● PAGE
Long before The Go-Betweens and Powderfinger, the success of Queensland’s live music was all thanks to a failed farmer who loved the violin, writes Dot Whittington.

When you name your sons Felix Mendelssohn Bartholdy and Richard Beethoven, expectations must be high that they will follow your musical footsteps.

But for pioneering violinist and conductor R.T. Jefferies, it would be his daughters Vada and Mary who stepped up to follow his lead in Queensland music history.

Despite images of the rough streets of colonial Brisbane, wild northern mining towns, isolated pastoral holdings of the west and hardships of settlers, there was a genteel side to the new state of Queensland in the 1870s.

Richard Thomas Jefferies. Picture: Supplied
Richard Thomas Jefferies. Picture: Supplied

Colonial Treasurer of Queensland Sir Robert Mackenzie had brought the first band of professional musicians to the Moreton Bay Settlement in 1857, but it was Richard Thomas Jefferies who played the lead role in bringing music to the colony.

He is at the roots of the Queensland Symphony Orchestra and the Queensland Choir, arguably the oldest continuously operating musical organisation in Australia.

Small, with a big beard and a squint in his right eye, Jefferies was born in England in 1841, and arrived with plans to become a farmer, despite being an accomplished violinist and conductor in Old Blighty.

He had spent seven years at the choir school of London’s Lincoln’s Inn Chapel and studied violin at the Royal Academy of Music.

He was a member of leading London orchestras, travelled with the Carl Rosa Opera Company and was deputy conductor at the Haymarket Theatre as well as choir master at the Alhambra, a popular theatre and music hall in Leicester Square.

At 27, he founded the Saturday Orchestral Union, an orchestra and choir of 150 members and was a conductor at the Queen’s Concert Rooms in Hanover Square.

● RECORD LIST
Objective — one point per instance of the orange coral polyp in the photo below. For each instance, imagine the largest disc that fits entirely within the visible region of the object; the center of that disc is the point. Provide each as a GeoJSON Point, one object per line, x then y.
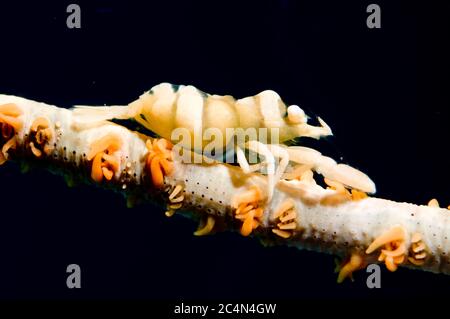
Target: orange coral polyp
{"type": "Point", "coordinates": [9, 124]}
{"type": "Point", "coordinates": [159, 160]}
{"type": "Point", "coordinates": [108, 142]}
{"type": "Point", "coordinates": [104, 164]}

● PROMPT 1
Rewrite the listing above with "orange coral polyp" changed to "orange sea anemone" everywhere, keeping every other line as it is, and omit the picture.
● PROMPT 2
Go on with the piece about R.T. Jefferies from its last sentence.

● EXERCISE ANSWER 1
Objective — one point per instance of the orange sea anemone in the photo below. For each instance, imagine the largest disc that fits entirely within the visible region of the object; the center of that disc is the point. Provide each as a GeoJSON Point, one object per line, x then y.
Target: orange sea anemone
{"type": "Point", "coordinates": [9, 124]}
{"type": "Point", "coordinates": [159, 160]}
{"type": "Point", "coordinates": [108, 142]}
{"type": "Point", "coordinates": [104, 164]}

● EXERCISE ANSWER 2
But in 1871, Jefferies and his new bride packed up and set sail for Brisbane. Not surprisingly, his farming phase at Gatton was brief and unsuccessful and on February 1, 1872, he made his first professional appearance as a violinist at the Town Hall in Brisbane.

He became conductor for the new South Brisbane Harmonic Society and was instrumental in establishing the Brisbane Musical Union which gave its first concert in December 1872 in the School of Arts Hall.

R.T. Jefferies introduced live music to Brisbane’s St John’s Cathedral. Picture: AAP Image/Attila Csaszar
R.T. Jefferies introduced live music to Brisbane’s St John’s Cathedral. Picture: AAP Image/Attila Csaszar

With determination and patience, Jefferies assembled an orchestra to present the first Brisbane performance of Handel’s Messiah in April 1873, overcoming financial challenges, rehearsal and concert venue difficulties, and the limited number of professional musicians.

“From raw musical amateurism he quickly got a number of willing helpers,” it was reported.

And Brisbane society was introduced to the works of Handel, Mendelssohn and Haydn.

Jefferies conducted the Ipswich Musical Society in 1876 and the Toowoomba Musical Choir in 1884. He was organist at St Mary’s at Kangaroo Point, Brisbane’s oldest Anglican church All Saints, and at St John’s Pro-Cathedral, forerunner of St John’s Anglican Cathedral, where he introduced sung services in the English cathedral tradition.

Jefferies also published an Australian national anthem with the poet James Brunton Stephens who wrote the lyrics: “Maker of earth and sea, What shall we render Thee? … God bless our land always This land of Thine.” It won some acceptance.

However, his great joy in life was chamber music. He formed Brisbane’s first string quartet in 1876.

Jefferies’ influence was continued by his daughters, Vada and Mary, while his sons bearing the names of the great composers were musically undistinguished.

The Brisbane Courier reported in 1889 that the trio for viola and two violins, performed by R. T. Jefferies and his two little daughters (Vada was only 11) had succeeded admirably.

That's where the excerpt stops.